* _Your goal_
Tally the lines in these records that hold the string "mustache", and reply with the number alone.
++++++++++
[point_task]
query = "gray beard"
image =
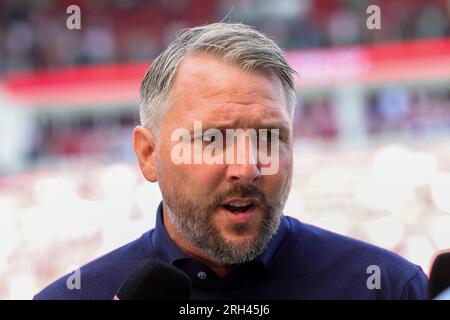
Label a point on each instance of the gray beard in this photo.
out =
(195, 225)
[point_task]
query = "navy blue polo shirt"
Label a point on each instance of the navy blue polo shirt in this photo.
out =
(300, 262)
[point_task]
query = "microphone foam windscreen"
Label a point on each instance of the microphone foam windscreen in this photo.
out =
(155, 280)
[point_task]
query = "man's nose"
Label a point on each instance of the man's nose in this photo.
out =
(243, 173)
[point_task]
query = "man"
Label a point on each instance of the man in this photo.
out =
(221, 220)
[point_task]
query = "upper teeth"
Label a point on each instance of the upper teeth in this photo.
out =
(240, 203)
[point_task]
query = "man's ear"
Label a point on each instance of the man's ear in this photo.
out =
(144, 144)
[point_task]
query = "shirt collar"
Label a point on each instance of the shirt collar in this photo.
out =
(167, 250)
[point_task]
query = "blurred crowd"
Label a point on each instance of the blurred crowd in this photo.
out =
(33, 34)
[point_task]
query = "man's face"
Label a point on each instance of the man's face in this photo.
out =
(202, 198)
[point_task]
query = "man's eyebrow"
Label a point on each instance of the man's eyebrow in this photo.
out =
(283, 126)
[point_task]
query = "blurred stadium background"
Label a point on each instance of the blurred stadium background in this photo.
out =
(372, 152)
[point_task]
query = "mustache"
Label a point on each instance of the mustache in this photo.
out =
(243, 191)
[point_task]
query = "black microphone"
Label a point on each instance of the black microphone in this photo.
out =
(155, 280)
(439, 276)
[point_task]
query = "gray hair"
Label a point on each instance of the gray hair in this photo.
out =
(232, 42)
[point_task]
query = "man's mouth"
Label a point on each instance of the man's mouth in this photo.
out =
(240, 210)
(239, 206)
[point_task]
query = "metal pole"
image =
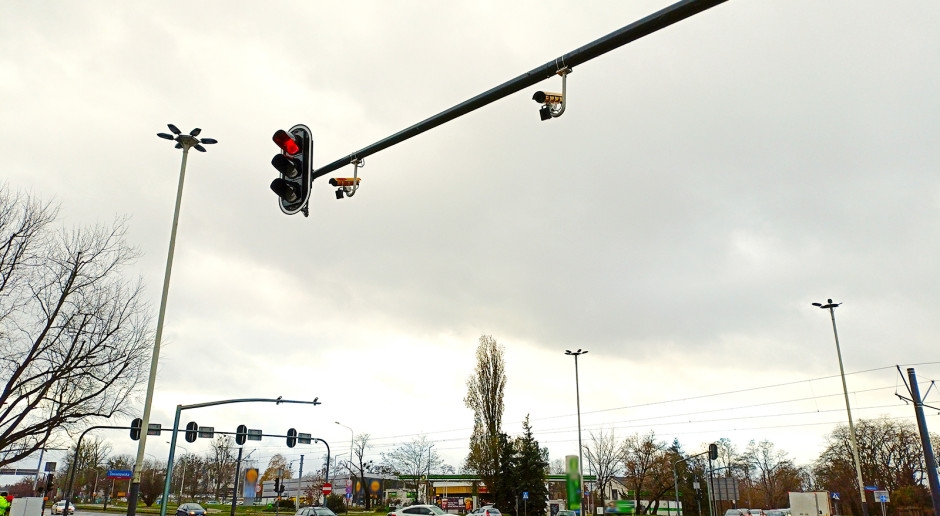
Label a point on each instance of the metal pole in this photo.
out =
(176, 425)
(300, 475)
(675, 481)
(169, 462)
(42, 451)
(238, 470)
(351, 437)
(848, 408)
(929, 458)
(711, 488)
(636, 30)
(179, 499)
(155, 357)
(577, 390)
++++++++++
* _Task result_
2